* TESTO DI PARTENZA *
------------------------

ROLANDO da Piazzola
ROLANDO da Piazzola. – Nacque a Padova intorno alla metà del XIII secolo, certo entro il 1265: il 10 marzo 1285 fu ascritto al Collegio dei giudici di palazzo del Comune, per i quali l’età minima era di vent’anni. Il padre, Guido, membro del Consiglio maggiore nel 1254, era vivo nel 1275, mentre risulta morto dieci anni dopo. La madre era sorella di Lovato Lovati.
Vi è notizia di cinque figli: Guido, ascritto nel 1301 al Collegio dei giudici; Rolando, Aicarda, Bartolomeo e Francesco. Come testimonia il sarcofago sul sagrato della basilica di S. Antonio a Padova, tre (Guido, Aicarda e Rolando) gli premorirono, Guido probabilmente non molto dopo il 1301, visto che nell’epigrafe funeraria è detto «iuvenis». Bartolomeo e Francesco erano ancora in vita nel 1333. Il censimento padovano del 1320 parla anche di un non meglio precisabile nepos.

------------------------

Dati per il rilevamento di oggetti

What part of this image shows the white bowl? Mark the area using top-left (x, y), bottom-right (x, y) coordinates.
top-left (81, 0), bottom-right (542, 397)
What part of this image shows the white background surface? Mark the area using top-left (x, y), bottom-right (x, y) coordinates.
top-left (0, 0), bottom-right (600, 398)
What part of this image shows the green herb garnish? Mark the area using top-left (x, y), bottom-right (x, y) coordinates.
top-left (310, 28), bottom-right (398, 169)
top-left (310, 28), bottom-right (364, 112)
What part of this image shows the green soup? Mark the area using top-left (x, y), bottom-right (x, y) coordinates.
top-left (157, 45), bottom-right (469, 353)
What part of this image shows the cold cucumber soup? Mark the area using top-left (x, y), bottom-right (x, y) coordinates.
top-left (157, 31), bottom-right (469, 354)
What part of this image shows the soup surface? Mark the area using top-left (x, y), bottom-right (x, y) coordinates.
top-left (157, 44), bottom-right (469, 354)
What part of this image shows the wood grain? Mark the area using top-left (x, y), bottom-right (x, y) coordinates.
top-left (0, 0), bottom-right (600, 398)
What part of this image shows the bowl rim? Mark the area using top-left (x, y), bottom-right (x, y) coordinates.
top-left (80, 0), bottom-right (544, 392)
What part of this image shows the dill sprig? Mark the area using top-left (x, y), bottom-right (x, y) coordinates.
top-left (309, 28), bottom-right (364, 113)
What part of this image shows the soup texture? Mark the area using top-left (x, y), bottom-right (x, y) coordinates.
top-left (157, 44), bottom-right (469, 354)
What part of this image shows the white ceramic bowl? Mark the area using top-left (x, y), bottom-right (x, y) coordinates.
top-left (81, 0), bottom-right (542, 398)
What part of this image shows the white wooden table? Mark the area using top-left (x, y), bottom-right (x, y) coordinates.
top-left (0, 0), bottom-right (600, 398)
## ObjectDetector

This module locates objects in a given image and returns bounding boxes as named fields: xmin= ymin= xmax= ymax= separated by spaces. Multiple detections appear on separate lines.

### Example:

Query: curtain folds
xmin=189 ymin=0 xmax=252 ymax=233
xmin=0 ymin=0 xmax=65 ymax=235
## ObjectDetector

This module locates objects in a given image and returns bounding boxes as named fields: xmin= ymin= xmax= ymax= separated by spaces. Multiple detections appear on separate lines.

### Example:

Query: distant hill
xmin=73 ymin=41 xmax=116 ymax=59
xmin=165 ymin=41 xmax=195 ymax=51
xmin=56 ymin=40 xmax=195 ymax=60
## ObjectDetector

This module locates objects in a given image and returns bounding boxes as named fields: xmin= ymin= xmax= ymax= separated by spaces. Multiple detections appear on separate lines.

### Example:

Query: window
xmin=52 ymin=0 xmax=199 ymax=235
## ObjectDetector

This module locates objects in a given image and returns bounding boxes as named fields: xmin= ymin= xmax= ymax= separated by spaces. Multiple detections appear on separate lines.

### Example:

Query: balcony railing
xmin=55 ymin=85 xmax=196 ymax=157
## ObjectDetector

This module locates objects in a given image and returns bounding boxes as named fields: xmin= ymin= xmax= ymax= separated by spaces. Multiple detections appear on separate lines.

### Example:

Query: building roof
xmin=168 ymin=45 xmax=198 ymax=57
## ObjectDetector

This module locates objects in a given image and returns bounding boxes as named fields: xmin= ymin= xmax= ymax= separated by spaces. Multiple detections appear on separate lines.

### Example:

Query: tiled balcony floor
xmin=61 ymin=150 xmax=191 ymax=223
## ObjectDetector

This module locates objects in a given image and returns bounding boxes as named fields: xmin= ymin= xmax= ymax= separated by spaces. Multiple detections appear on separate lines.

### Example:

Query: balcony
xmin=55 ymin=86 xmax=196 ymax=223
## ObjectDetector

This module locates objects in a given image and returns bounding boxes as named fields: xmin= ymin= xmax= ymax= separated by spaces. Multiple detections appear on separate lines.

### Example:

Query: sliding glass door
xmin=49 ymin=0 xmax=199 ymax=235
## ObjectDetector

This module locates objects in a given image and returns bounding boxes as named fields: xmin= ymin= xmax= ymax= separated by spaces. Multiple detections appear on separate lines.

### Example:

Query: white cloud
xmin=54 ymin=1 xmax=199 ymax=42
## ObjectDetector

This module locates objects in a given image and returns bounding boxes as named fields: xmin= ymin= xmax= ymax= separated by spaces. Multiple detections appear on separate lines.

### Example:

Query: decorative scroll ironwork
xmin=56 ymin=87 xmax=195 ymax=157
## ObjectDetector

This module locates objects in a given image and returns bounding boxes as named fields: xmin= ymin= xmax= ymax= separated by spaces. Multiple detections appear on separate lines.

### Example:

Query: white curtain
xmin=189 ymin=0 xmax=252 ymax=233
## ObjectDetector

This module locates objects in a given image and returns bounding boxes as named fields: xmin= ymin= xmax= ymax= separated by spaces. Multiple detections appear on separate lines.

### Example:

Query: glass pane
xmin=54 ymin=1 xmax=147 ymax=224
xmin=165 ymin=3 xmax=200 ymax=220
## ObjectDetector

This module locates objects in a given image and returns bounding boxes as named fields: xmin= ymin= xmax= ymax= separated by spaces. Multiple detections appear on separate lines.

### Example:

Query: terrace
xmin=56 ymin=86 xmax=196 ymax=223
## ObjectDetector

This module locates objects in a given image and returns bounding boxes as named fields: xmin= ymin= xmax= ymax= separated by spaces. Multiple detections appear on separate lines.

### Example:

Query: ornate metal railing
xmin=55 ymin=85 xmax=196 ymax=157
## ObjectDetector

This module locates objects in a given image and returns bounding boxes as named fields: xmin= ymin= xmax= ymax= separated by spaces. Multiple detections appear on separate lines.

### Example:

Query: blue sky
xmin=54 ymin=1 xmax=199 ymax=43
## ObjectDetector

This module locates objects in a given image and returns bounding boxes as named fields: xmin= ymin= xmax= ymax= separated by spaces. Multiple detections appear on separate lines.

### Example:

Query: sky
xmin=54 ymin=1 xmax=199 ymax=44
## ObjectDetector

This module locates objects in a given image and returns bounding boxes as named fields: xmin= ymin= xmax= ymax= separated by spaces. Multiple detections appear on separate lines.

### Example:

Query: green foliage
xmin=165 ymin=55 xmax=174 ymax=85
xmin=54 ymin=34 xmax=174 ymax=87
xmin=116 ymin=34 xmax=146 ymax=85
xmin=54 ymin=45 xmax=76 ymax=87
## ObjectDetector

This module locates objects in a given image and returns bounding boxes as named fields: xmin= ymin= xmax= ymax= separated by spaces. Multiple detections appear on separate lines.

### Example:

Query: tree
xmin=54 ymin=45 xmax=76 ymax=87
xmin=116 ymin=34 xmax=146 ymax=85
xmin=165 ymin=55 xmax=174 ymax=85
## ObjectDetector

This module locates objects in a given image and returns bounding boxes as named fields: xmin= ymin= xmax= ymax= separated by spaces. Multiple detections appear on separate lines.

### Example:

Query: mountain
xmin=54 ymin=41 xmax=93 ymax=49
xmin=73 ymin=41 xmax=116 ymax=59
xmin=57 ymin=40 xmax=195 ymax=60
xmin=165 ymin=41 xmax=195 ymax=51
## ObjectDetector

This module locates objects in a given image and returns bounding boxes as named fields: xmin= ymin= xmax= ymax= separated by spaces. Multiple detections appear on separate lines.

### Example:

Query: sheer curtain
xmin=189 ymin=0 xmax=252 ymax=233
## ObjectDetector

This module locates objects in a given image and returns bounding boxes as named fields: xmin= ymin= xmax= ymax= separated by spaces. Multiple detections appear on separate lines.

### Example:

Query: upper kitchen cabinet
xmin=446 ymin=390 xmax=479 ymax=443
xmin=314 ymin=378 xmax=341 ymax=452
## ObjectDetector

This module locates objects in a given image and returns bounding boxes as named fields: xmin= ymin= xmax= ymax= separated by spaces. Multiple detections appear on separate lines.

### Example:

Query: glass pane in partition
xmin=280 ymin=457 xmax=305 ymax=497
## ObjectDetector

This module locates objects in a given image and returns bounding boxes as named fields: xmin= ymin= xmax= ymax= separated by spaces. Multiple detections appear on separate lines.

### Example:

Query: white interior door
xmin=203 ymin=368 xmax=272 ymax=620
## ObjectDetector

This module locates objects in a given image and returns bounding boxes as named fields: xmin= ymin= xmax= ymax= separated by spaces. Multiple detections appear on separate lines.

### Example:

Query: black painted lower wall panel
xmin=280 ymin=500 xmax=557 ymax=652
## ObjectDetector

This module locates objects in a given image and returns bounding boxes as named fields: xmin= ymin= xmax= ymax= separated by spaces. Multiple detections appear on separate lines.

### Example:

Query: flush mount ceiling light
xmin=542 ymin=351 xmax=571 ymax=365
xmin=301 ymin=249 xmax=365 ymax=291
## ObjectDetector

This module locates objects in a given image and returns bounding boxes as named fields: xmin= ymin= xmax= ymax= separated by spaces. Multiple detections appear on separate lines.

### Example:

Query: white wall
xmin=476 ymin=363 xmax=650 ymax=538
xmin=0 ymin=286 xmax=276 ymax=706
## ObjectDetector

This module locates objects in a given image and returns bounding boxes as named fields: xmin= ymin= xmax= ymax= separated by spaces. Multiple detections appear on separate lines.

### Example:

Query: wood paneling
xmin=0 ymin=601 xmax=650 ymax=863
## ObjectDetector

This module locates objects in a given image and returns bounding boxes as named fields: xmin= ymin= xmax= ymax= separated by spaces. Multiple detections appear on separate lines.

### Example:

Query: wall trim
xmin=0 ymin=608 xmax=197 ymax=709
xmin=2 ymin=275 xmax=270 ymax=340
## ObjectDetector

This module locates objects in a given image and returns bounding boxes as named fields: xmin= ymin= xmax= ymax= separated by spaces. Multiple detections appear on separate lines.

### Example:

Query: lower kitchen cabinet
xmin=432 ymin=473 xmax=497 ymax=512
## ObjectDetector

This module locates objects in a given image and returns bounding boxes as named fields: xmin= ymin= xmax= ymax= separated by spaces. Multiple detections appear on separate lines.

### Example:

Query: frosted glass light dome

------------------------

* CONSEGNE DELL'ESERCIZIO *
**a)** Elenca i nomi di tutti i figli di Rolando da Piazzola citati nella voce biografica a lui dedicata.
**b)** Duplica il passo della voce biografica su Rolando da Piazzola che comincia con "Vi è notizia" e prosegue fino a "meglio precisabile nepos.".
**c)** Riprendi la voce biografica su Rolando da Piazzola e proseguila a partire dall'ultima frase riportata.

* RISULTATI DELLE CONSEGNE *
**a)** Guido, Rolando, Aicarda, Bartolomeo, Francesco

**b)**
Vi è notizia di cinque figli: Guido, ascritto nel 1301 al Collegio dei giudici; Rolando, Aicarda, Bartolomeo e Francesco. Come testimonia il sarcofago sul sagrato della basilica di S. Antonio a Padova, tre (Guido, Aicarda e Rolando) gli premorirono, Guido probabilmente non molto dopo il 1301, visto che nell’epigrafe funeraria è detto «iuvenis». Bartolomeo e Francesco erano ancora in vita nel 1333. Il censimento padovano del 1320 parla anche di un non meglio precisabile nepos.

**c)**
Pare infondata la notizia che lo vuole professore e membro del collegio dei dottori giuristi dell’Università. La sua attività di giudice del Comune è attestata con regolarità e nel 1301, 1306, 1310 fu gastaldo del collegio. Come era consueto nella Padova dell’epoca, al suo ruolo di giudice si unì un’importante attività politico-diplomatica, che lo vide coinvolto in decisioni cruciali per la vita del Comune. Tra il 1302 e il 1303 fu a Roma, probabilmente per un’ambasceria presso Bonifacio VIII. Dalla fine di ottobre del 1311 all’inizio del 1312 fu a Genova, membro di una legazione presso Enrico VII, alla quale partecipava anche l’amico Albertino Mussato.
Il risultato della missione fu interlocutorio e nulla tolse ai timori padovani sulle mire egemoniche di Cangrande della Scala. Al ritorno a Padova, i legati espressero al Consiglio maggiore opinioni divergenti. Rolando si fece promotore della ribellione della città all’imperatore; opposta fu invece la posizione di Mussato. La proposta di Rolando passò a larga maggioranza.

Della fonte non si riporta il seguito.